— Begin Provided entries —
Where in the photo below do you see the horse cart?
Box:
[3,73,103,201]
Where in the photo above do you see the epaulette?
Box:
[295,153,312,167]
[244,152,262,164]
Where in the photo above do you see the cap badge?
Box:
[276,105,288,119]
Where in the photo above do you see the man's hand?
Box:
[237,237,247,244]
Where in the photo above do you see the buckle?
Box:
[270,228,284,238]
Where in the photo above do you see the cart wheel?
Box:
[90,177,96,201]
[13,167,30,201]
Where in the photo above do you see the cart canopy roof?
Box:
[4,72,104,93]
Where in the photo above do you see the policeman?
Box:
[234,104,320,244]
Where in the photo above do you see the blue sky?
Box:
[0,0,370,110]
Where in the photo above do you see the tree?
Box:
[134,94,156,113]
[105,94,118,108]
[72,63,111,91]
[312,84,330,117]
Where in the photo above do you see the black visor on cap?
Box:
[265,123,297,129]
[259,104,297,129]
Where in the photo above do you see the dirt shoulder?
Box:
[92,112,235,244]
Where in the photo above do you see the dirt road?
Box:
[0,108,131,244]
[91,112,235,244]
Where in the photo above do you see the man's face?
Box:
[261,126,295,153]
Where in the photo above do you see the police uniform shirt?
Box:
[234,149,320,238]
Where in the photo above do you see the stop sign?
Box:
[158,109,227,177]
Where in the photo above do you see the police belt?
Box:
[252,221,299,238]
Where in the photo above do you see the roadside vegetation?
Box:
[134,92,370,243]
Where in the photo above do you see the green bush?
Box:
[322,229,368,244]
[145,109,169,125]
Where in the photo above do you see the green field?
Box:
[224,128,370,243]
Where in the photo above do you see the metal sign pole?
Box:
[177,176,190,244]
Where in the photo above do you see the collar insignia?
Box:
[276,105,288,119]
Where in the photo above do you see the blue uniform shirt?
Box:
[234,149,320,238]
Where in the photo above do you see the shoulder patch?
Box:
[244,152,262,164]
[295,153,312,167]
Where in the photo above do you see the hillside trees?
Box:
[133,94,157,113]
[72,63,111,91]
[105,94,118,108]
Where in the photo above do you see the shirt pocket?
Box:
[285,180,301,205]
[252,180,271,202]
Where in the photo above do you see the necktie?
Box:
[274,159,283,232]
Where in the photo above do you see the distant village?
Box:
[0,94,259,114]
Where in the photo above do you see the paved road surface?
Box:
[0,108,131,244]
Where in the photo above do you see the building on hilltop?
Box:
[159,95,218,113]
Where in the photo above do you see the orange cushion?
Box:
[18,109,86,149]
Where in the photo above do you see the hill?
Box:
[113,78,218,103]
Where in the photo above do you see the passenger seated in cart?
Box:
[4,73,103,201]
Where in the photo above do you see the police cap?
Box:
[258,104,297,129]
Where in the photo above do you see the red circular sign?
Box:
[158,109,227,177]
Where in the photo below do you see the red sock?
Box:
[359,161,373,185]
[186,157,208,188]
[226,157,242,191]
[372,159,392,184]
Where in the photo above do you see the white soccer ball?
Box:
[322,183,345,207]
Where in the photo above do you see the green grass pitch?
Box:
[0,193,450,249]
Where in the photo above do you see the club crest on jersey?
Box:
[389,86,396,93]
— End Provided entries —
What is being asked: Can you retype all of the rows above, word for word and in the same order?

Response:
Where in the photo below do you see the horse cart?
Box:
[3,73,103,201]
Where in the photo above do you see the epaulette?
Box:
[295,153,312,167]
[244,152,262,164]
Where in the photo above do you see the cap badge?
Box:
[276,105,288,119]
Where in the photo above do you see the man's hand?
Box:
[237,237,247,244]
Where in the photo above do you see the buckle?
Box:
[270,228,284,238]
Where in the photo above do you see the cart wheel?
Box:
[90,177,96,201]
[13,167,30,201]
Where in the photo above do you see the cart canopy roof?
Box:
[4,72,104,93]
Where in the photo above do you see the policeman?
Box:
[234,104,320,244]
Where in the photo above do you see the blue sky?
Box:
[0,0,370,110]
Where in the photo above do you see the tree?
Box:
[134,94,156,113]
[105,94,118,108]
[72,63,111,91]
[312,84,330,117]
Where in the photo above do you see the black visor on cap?
Box:
[265,123,297,129]
[259,104,297,129]
Where in the photo above do you see the dirt shoulder?
Box:
[92,112,235,244]
Where in the photo above do you see the dirt road?
Box:
[0,108,131,244]
[91,112,235,244]
Where in the photo above do you see the man's face?
Box:
[261,126,295,153]
Where in the photo above do you see the police uniform shirt?
Box:
[234,149,320,238]
Where in the photo above do you see the stop sign?
Box:
[158,109,227,177]
Where in the photo above do you see the police belt?
Box:
[252,221,299,238]
Where in the photo above do you see the roadside vegetation?
Box:
[134,92,370,243]
Where in the photo above do you see the green bush?
Box:
[322,229,368,244]
[145,109,169,125]
Where in the photo above do you see the green field?
Box:
[224,128,370,243]
Where in the photo above do you see the metal sign pole?
Box:
[177,176,190,244]
Where in the photo above do you see the collar insignia?
Box:
[276,105,288,119]
Where in the photo above do you see the blue uniform shirt?
Box:
[234,149,320,238]
Where in the photo above do you see the shoulder patch?
Box:
[244,152,262,164]
[295,153,312,167]
Where in the photo above do you see the hillside trees?
Box:
[133,94,157,113]
[72,63,111,91]
[105,94,118,108]
Where in the photo above do you see the shirt pocket?
Box:
[285,180,301,205]
[252,180,271,202]
Where in the photo above do you see the necktie?
Box:
[274,159,283,232]
Where in the photo above do you see the distant village?
Box:
[0,94,259,114]
Where in the photo above do you see the paved road surface?
Box:
[0,108,131,244]
Where in the photo above do you see the building on hilltop?
Box:
[159,95,218,113]
Where in the photo above do you see the orange cushion?
Box:
[18,109,86,149]
Where in the photo above do you see the hill?
Box:
[113,78,218,103]
Where in the photo above do you see the passenger seated in cart?
Box:
[4,73,103,201]
Where in the photo above do you see the police cap?
Box:
[258,104,297,129]
Where in the photo above do you see the red circular sign?
Box:
[158,109,227,177]
Where in the photo below do you see the red sock?
Box:
[359,161,373,185]
[186,157,208,188]
[226,157,242,191]
[372,159,392,184]
Where in the photo above do you see the white soccer ball?
Box:
[322,183,345,207]
Where in the photo above do you see the green grass pitch?
Box:
[0,193,450,249]
Where in the photo above do you see the club crest on jersey?
Box:
[389,86,396,93]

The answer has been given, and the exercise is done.